◆ Instructions ◆
(1) In the passage about a Kerala fishing hamlet, what was the most heartening sight the writer saw on returning?
(2) Write the next paragraph of the account of the Kerala fishing hamlet, picking up after its final sentence.

◆ Extract ◆
## begin
For some years now, my research has been about a fishing hamlet in Kerala, on the survival strategies of coastal women. I had been there over 30 years ago as a young college student. I remember how derelict and forsaken that hamlet had looked then: The miserable, soaking-wet thatched huts, the muddy environs with stagnating water breeding mosquitoes and filthy pigs, people worn out with work and want, and the mucky, impassable paths. What I see now is heartening — proper roads, well-built, if small, houses, well-drained environs, and healthier villagers. The most heartening sight was of neatly-dressed children beside their mothers, carrying new bags and umbrellas, waiting for the schoolbus. That single sight revealed a great deal about the incredible tenacity of the women there — for one could not forget that this was achieved in the face of the continuing destruction of the marine environment, chronic male alcoholism, and falling male incomes. These women look like they have come a long way.
## end
◆ Provided information ◆
## begin
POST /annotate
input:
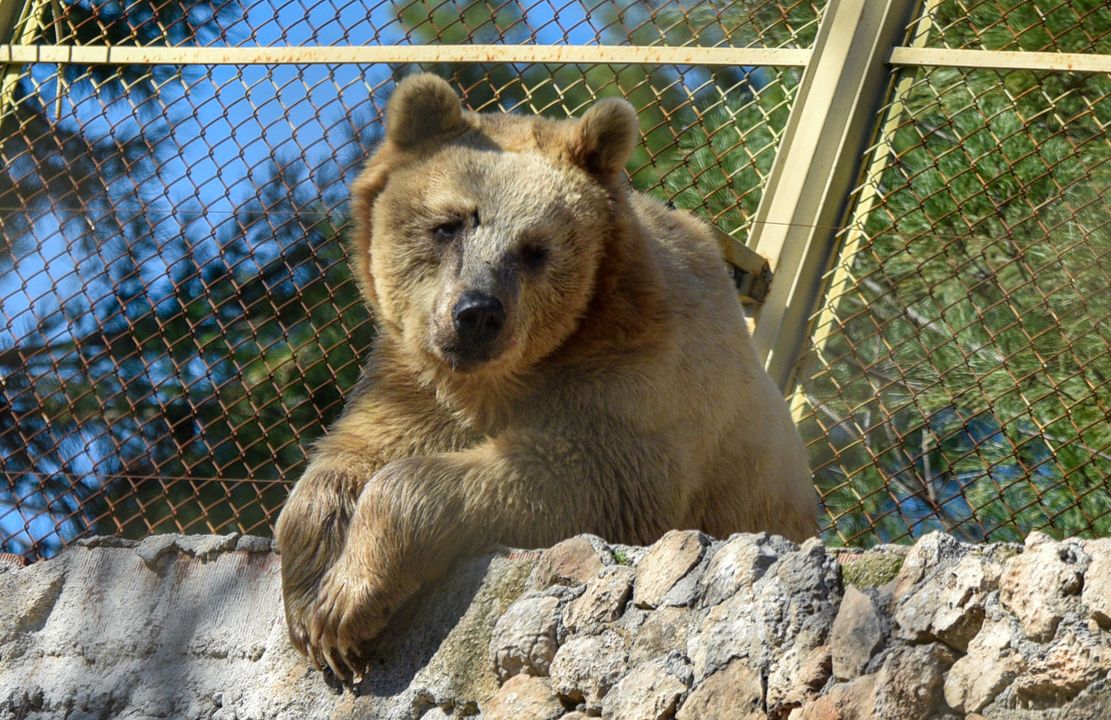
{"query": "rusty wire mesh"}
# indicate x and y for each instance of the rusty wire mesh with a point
(959, 375)
(177, 318)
## end
◆ Exercise responses ◆
(1) Neatly-dressed children standing beside their mothers, carrying new bags and umbrellas, waiting for the school bus.

(2)
I remembered this amidst the uproar over Prime Minister Modi’s war on the Indian people, euphemised as ‘demonetisation’, if only because I knew that it cut at the very roots of what had allowed these women to keep the family not just floating, but even sailing, in the face of considerable economic adversity: a liquid flow of cash and credit. They handle money from various sources deftly to keep families off hunger and want, merging newer and older sources of credit and credit practices, and creating an ‘embedded market’ in the village, which ensured that their incomes were pumped back into the village. The BJP government’s imposition of new guidelines for the rural employment guarantee programme does not permit flexibility, which was a body-blow to them, because the piling of sand on the swampy areas (which was important to transform the veritable bog this place was into a liveable village) was no longer legitimate work. Women lost work, and their public protests elicited slow response from the mainland-dominated panchayat. Now, I shudder to think of the consequences of ‘demonetisation’. I pray that the hamlet is not hurled back to its nightmarish past. If for some, Modi heralds a glorious future, for many, many of India’s poorest people, he represents a rude shove back into the terrible times they had escaped, largely by their own wits and not the state’s largesse.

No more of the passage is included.